Copy the data word for word, keeping every line.

** START OF MATERIAL FOR THE TASK **

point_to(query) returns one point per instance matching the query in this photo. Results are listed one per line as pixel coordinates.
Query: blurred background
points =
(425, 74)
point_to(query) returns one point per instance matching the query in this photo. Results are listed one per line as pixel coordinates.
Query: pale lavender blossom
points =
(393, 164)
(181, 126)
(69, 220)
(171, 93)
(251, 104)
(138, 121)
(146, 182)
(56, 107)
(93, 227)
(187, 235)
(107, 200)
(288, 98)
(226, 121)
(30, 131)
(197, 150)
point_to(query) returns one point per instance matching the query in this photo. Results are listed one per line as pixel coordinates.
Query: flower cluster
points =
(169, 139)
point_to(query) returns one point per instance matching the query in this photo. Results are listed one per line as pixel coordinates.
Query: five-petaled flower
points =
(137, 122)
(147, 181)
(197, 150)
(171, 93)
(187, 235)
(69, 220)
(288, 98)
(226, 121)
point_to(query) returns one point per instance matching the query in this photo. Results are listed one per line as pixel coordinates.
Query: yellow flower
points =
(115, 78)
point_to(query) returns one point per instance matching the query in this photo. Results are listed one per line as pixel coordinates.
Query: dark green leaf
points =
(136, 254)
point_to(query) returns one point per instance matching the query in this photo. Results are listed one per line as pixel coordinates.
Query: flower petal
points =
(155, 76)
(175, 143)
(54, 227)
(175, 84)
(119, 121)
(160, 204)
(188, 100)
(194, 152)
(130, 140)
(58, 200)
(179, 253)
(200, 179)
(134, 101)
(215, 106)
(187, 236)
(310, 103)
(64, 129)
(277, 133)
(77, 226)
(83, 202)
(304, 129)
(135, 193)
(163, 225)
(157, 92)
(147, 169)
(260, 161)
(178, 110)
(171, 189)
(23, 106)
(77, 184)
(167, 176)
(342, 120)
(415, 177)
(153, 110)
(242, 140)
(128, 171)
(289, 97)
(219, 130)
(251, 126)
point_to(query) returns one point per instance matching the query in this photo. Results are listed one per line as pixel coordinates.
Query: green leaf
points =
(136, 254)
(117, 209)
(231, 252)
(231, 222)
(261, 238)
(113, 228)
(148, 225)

** END OF MATERIAL FOR THE TASK **

● IN RESPONSE:
point_to(query) returns one point per instance matching the query in this photo. Results are listed one per line as pixel coordinates.
Query: blurred background
points =
(425, 74)
point_to(query) returns one point per instance matching the query in this photo. Results are listed one per line as pixel coordinates.
Query: pale lavender blossom
points =
(393, 164)
(181, 126)
(69, 220)
(171, 93)
(251, 104)
(138, 121)
(146, 182)
(56, 107)
(93, 227)
(187, 235)
(107, 200)
(288, 98)
(226, 121)
(30, 131)
(197, 150)
point_to(query) returns one point per instance matching the query in this photo. Results are listed one per line as pixel coordinates.
Query: flower cluster
points =
(169, 139)
point_to(query) returns one point per instance matching the query in this photo. Results are listed one per line as pixel coordinates.
Query: five-petaled flower
points =
(137, 122)
(147, 181)
(197, 150)
(171, 93)
(187, 235)
(69, 220)
(288, 98)
(226, 121)
point_to(query) returns one point per instance matching the query in this photo. Results are listed one per line as pixel coordinates.
Query: yellow flower
points =
(115, 78)
point_to(query) returns one point per instance matching the query in this photo. Results are listed one per line as pixel coordinates.
Query: dark green leaf
points =
(136, 254)
point_to(query) returns one point per instance matching the query in this photo. Results are listed one per line as pixel coordinates.
Query: flower petal
points =
(155, 76)
(175, 143)
(54, 227)
(175, 84)
(119, 121)
(160, 204)
(188, 100)
(194, 152)
(130, 140)
(58, 200)
(179, 253)
(200, 179)
(134, 101)
(215, 106)
(187, 236)
(310, 103)
(64, 129)
(277, 133)
(77, 226)
(83, 202)
(304, 129)
(135, 193)
(163, 225)
(157, 92)
(147, 169)
(260, 161)
(178, 110)
(171, 189)
(23, 106)
(77, 184)
(167, 176)
(342, 120)
(415, 177)
(153, 110)
(242, 140)
(128, 171)
(289, 97)
(219, 130)
(251, 126)
point_to(query) returns one point per instance matching the query in this photo. Results are listed one per line as pixel coordinates.
Query: green leaf
points =
(136, 254)
(117, 209)
(231, 252)
(231, 222)
(261, 238)
(113, 228)
(148, 225)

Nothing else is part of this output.